Soal Latihan:
[a] Dalam teks tentang pengembangan mete di Indonesia, mulai tahun berapa proyek pengembangan mete ditangani oleh Direktorat Jenderal Perkebunan, Departemen Pertanian?
[b] Alihkan kalimat dari teks tentang mete ini ke dalam bahasa Inggris: "Rata-rata kepemilikan lahan per petani sekitar 0,3 ha di Kabupaten Wonogiri dan 1,5 ha di Kabupaten Buton."

Pengembangan mete di Indonesia dimulai tahun 1975 melalui proyek Departemen Kehutanan sebagai tanaman konservasi untuk memperbaiki lahan kritis, bukan untuk produksi. Melalui proyek tersebut areal mete Indonesia meningkat pesat dari 58.000 ha tahun 1975 menjadi 196.000 ha tahun 1984. Sejak tahun 1988 proyek pengembangan mete ditangani oleh Direktorat Jenderal Perkebunan, Departemen Pertanian dengan orientasi di samping memperbaiki lahan kritis sekaligus penanggulangan masalah kemiskinan melalui peningkatan produktivitas mete. Tahun 2003, lima belas tahun kemudian, areal mete Indonesia sekitar 581.300 ha, tersebar di 21 provinsi. Terluas terdapat di Sulawesi Tenggara (25,4%), NTT (23,2%), Sulawesi Selatan (12,9%), Jawa Timur (10,6%), NTB (8,4%) dan Jawa Tengah (5,6%). Produksi gelondong mete Indonesia pada tahun tersebut sekitar 92.000 ton. Produktivitas mete sekitar 388 kg gelondong/ha/tahun tergolong sangat rendah dibandingkan dengan India dan Thailand berturut-turut telah mencapai 600 dan 1.000 kg gelondong/ha/tahun. Rendahnya produktivitas ini disebabkan karena belum terpenuhinya teknologi produksi yang diterapkan mulai dari bahan tanaman sampai dengan pemeliharaan. Rata-rata kepemilikan lahan per petani sekitar 0,3 ha di Kabupaten Wonogiri dan 1,5 ha di Kabupaten Buton. Pendapatan keluarga tani dari pertanaman metenya hanya berkisar antara Rp 525.000-Rp 2.625.000 per tahun. Jumlah tersebut tentunya jauh lebih rendah dari kebutuhan hidup per keluarga petani, sehingga mete belum dapat dijadikan andalan sebagai penghasilan utama keluarga. Oleh karena perlu diupayakan peningkatan pendapatan petani mete melalui peningkatan produktivitas usahatani dengan melakukan kegiatan peremajaan, rehabilitasi, intensifikasi, ekstensifikasi dan diversifikasi.

Data Tersaji:
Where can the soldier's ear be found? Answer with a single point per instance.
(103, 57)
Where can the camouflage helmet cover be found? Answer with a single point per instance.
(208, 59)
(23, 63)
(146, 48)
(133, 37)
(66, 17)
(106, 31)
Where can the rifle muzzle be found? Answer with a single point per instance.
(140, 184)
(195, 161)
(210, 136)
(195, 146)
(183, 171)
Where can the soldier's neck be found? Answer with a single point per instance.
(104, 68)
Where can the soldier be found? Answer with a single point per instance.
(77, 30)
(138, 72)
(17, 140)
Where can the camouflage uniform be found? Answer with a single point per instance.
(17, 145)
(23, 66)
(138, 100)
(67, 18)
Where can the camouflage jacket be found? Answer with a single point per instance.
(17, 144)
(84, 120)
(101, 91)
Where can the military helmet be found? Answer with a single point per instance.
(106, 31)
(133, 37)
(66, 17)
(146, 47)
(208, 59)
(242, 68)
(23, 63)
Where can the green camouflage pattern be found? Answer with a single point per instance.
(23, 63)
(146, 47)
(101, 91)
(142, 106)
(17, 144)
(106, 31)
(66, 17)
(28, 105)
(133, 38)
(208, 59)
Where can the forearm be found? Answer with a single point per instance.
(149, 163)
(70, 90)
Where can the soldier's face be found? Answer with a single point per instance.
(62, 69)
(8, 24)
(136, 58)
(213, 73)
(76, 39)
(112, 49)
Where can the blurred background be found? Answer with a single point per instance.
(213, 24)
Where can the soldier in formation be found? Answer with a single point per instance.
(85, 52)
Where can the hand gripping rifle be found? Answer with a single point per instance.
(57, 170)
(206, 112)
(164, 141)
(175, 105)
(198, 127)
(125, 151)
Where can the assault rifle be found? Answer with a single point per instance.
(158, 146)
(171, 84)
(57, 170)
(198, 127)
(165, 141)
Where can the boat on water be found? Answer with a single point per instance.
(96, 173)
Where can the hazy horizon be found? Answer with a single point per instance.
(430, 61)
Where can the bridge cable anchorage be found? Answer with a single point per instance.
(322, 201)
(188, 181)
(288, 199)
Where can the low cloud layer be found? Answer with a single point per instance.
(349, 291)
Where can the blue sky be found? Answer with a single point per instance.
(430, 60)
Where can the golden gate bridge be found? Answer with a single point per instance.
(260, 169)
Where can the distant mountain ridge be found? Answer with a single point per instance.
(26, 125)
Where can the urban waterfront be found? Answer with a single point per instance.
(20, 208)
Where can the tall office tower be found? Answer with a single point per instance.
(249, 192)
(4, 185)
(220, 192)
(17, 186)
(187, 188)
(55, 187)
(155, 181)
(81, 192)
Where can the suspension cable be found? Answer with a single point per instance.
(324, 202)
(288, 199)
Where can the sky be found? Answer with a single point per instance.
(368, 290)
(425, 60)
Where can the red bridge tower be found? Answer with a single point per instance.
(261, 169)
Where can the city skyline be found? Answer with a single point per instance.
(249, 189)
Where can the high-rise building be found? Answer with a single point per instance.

Jawaban Lengkap:
[a] Mulai tahun 1988.

[b] The average landholding per farmer is about 0.3 ha in Wonogiri Regency and 1.5 ha in Buton Regency.